# TEXT PASSAGE
▬▬▬
$x^{n - 1} / (x^{2 n} - 2 x^{n} \cos n θ + 1)$

By Arun Iyer on Monday, November 19, 2001 - 06:46 pm:

Could anyone please help me solve this problem...
The question is....

Express

[x^{n - 1} / (x^{2 n} - 2 x^{n} \cos n θ + 1)]

as the sum of

n

partial fractions with denominators quadratics in

x

...
love arun

By Kerwin Hui on Monday, November 19, 2001 - 08:23 pm:

Note that your denominator factorises over the complexes to give

x^{n} - e^{i n θ}) (x^{n} - e^{- i n θ})

. Now it should be clear what to do.

Kerwin

By Arun Iyer on Tuesday, November 20, 2001 - 07:02 pm:

Kerwin,
actually I did the factorization, though the actual problematic part was the fact that they wanted n terms with denominators quadratic in x....

i could not proceed any further....though i tried many different ways...

love arun

By Kerwin Hui on Wednesday, November 21, 2001 - 02:29 am:

What you do is to factorise the two factors into products of linear factors

Π (x - e^{i (θ + 2 m π / n)}) (x - e^{- i (θ + 2 m π / n)})

and group the appropriate conjugates together to give you a quadratic in

x

with real coefficients, i.e.

(x^{2} - 2 x \cos (θ + 2 m π / n) + 1)

Kerwin

By Arun Iyer on Thursday, November 22, 2001 - 06:50 pm:

yup!!i got ya....Kerwin!!

is the answer....

[1 / n \sin n θ] \sum_{r = 0}^{n - 1} [\sin (θ + 2 r π / n)] / [x^{2} - 2 x \cos (θ + 2 r π / n) + 1]

Thanks for all the help!!
love arun

By Arun Iyer on Friday, November 23, 2001 - 06:20 pm:

Kerwin,in proving that result i used a result you mentioned that is,

x^{2 n} - 2 x^{n} \cos n θ + 1 = Π_{r = 0}^{n - 1} (x^{2} - 2 x \cos (θ + 2 m π / n) + 1)

I have been trying to prove this above result myself but no quite successful...any help??

love arun

By Kerwin Hui on Saturday, November 24, 2001 - 11:38 am:

First, factorise

(x^{n} - e^{i n θ})

using result about

n

th root of unity. Now multiply each factor with the appropriate factor of

(x^{n} - e^{- i n θ})

, and remember that

2 \cos y = e^{i y} + e^{- i y}

Kerwin

By Arun Iyer on Saturday, November 24, 2001 - 05:56 pm:

Kerwin, I got it....

Thanks again for all the help..
love arun
▬▬▬
# DIRECTIONS FOR THIS TASK
Can you quote the stretch of the partial fractions thread from "By Kerwin Hui on Monday, November" through "quadratic in x....", word for word? Work only from the partial fractions thread above, not from the material after it.

# PROVIDED MATERIAL
▬▬▬
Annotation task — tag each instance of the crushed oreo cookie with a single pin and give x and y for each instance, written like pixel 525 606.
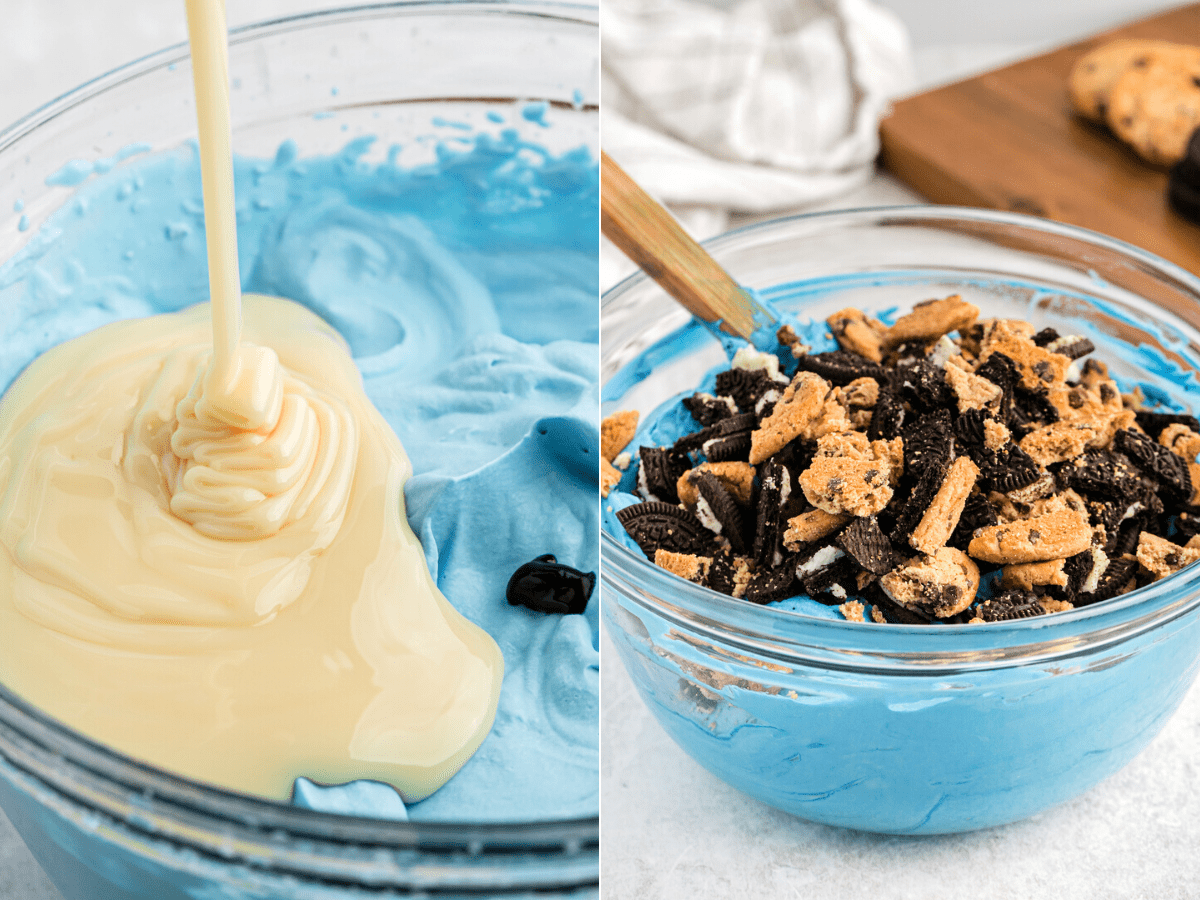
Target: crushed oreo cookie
pixel 898 474
pixel 545 585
▬▬▬
# COMPLETED EXERCISE
By Kerwin Hui on Monday, November 19, 2001 - 08:23 pm:

Note that your denominator factorises over the complexes to give

x^{n} - e^{i n θ}) (x^{n} - e^{- i n θ})

. Now it should be clear what to do.

Kerwin

By Arun Iyer on Tuesday, November 20, 2001 - 07:02 pm:

Kerwin,
actually I did the factorization, though the actual problematic part was the fact that they wanted n terms with denominators quadratic in x....